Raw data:
-----
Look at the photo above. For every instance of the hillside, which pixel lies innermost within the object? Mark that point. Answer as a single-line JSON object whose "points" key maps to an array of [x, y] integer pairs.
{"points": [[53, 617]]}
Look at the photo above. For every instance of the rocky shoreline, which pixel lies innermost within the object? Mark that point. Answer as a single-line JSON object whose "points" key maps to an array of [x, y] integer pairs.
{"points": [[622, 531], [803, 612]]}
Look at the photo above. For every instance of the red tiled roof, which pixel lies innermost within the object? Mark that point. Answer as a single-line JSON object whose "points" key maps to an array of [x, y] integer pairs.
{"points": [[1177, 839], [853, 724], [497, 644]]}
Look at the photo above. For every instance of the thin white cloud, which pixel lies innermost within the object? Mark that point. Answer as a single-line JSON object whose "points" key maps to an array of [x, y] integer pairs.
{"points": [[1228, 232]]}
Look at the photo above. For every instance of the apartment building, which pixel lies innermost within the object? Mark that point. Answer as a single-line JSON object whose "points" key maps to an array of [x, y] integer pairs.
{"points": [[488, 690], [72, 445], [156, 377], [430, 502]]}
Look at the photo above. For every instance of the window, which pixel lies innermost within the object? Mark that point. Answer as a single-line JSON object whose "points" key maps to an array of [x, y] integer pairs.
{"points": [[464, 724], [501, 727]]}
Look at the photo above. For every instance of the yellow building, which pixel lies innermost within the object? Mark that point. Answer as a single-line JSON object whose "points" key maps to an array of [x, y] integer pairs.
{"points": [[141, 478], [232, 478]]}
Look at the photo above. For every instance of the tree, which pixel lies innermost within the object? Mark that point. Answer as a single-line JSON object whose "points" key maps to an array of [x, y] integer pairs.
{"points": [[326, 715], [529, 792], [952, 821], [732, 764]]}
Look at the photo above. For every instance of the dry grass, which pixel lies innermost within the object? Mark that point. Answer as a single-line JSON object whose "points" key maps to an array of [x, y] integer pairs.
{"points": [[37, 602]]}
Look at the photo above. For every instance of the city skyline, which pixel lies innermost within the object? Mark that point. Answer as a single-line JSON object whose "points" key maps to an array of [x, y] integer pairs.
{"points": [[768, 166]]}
-----
Stated exercise:
Begin at the line of the data that has "the tree, which" and stop after the last line. Edit those lines so that "innermost" becomes "most central", leaving everything else the same.

Task output:
Look at the photo above. For every instance of the tree, which pixel lies most central within the object? Mark that point. Answer as a single-line JSON object whose "points" key maps to an array of [x, y] integer pairs.
{"points": [[326, 715], [529, 792], [952, 821], [732, 764]]}
Look at the photo above. For every instance of the dry grass, which pixel lies most central within the object? Mark that point. Answer as a single-line JSON object whose "points" key maps to an array of [x, y] integer pairs.
{"points": [[37, 602]]}
Look at the photo above. For every instance of the city skyline, which pixel lies most central within the object? Mark that point. Answer as a single-line JSON object whose "points" key maps to an array of [x, y] integer pairs.
{"points": [[768, 166]]}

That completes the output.